Given task: Please repeat the entries below unchanged, from their first line to the line that contains "(323, 454), (660, 520)".
★ ★ ★ ★
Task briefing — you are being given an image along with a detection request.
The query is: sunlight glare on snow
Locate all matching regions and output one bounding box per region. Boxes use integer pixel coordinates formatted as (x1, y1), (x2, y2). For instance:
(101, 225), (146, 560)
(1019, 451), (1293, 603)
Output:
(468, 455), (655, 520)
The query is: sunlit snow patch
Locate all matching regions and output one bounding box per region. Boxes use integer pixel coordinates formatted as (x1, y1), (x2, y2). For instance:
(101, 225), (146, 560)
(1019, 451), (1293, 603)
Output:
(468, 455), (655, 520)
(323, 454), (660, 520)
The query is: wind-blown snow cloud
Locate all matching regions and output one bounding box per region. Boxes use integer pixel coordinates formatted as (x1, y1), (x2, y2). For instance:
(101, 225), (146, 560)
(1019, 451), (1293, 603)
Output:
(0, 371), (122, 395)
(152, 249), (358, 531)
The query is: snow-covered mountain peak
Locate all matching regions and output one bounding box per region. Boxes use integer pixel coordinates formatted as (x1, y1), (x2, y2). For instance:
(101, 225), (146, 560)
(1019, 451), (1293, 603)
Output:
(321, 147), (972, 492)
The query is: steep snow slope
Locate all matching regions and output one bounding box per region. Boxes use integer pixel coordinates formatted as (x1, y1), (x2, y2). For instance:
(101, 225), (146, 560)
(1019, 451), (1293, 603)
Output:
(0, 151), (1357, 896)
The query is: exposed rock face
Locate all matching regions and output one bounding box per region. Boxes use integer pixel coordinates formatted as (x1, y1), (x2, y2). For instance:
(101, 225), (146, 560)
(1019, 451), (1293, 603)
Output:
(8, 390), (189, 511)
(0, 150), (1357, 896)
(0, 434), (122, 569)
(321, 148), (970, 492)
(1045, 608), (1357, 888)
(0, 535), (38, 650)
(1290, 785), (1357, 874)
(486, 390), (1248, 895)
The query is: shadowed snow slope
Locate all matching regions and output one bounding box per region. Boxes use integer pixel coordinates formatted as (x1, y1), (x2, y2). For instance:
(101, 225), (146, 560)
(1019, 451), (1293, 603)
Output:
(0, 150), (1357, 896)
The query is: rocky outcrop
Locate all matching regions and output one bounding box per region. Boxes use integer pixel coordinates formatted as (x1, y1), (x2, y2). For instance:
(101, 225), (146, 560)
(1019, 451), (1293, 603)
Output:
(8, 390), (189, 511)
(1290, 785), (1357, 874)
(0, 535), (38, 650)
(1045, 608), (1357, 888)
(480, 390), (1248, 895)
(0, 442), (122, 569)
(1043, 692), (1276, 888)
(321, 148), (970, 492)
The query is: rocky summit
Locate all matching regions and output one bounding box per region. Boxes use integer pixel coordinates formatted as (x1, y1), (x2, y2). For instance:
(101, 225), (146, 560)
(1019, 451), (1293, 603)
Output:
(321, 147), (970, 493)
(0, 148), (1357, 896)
★ ★ ★ ★
Task response:
Task briefing — you are being given an image along with a detection request.
The query is: sunlight glare on snow
Locate all matching regions and output one bounding box per region. Boxes use integer pixel coordinates formatted as (x1, y1), (x2, y2). For instance:
(101, 225), (146, 560)
(1019, 451), (1293, 603)
Output:
(468, 455), (655, 520)
The query is: sunlit snow patch
Locate all matching regions and output one bounding box per region. Boxes use integer pixel coordinates formatted as (x1, y1), (x2, y2). For instance:
(101, 225), (146, 560)
(1019, 451), (1293, 603)
Output:
(468, 455), (655, 520)
(323, 454), (660, 520)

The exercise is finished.